- EXERCISE OBJECTIVE
From the entries below, extract each line that contains the word "photo" and copy it in full.

- INPUT
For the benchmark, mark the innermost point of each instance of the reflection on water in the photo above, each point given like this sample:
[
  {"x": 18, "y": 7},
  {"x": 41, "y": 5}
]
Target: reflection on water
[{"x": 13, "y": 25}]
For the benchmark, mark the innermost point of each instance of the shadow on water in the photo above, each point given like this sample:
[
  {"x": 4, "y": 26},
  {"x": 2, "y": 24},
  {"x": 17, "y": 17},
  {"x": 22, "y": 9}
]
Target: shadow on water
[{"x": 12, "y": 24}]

* * *

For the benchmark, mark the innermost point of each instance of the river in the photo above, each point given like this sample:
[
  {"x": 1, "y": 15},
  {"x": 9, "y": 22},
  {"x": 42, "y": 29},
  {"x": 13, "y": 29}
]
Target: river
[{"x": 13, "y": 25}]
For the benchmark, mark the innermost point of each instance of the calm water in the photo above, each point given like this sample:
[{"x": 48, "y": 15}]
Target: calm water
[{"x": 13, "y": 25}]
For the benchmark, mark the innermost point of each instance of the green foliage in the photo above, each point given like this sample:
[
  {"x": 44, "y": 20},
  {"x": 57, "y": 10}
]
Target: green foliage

- OUTPUT FOR THIS EXERCISE
For the benchmark, mark the innermost point of each instance of the reflection on water in the photo above, each point given like this sample:
For the benchmark, mark the innermost point of each instance of the shadow on water in the photo above, each point given like this sample:
For the benchmark, mark the innermost point of each instance of the river in the photo above, each point given like this sample:
For the benchmark, mark the innermost point of each instance of the calm water in the photo above, each point given like this sample:
For the benchmark, mark the innermost point of each instance of the green foliage in the photo above, each point given like this sample:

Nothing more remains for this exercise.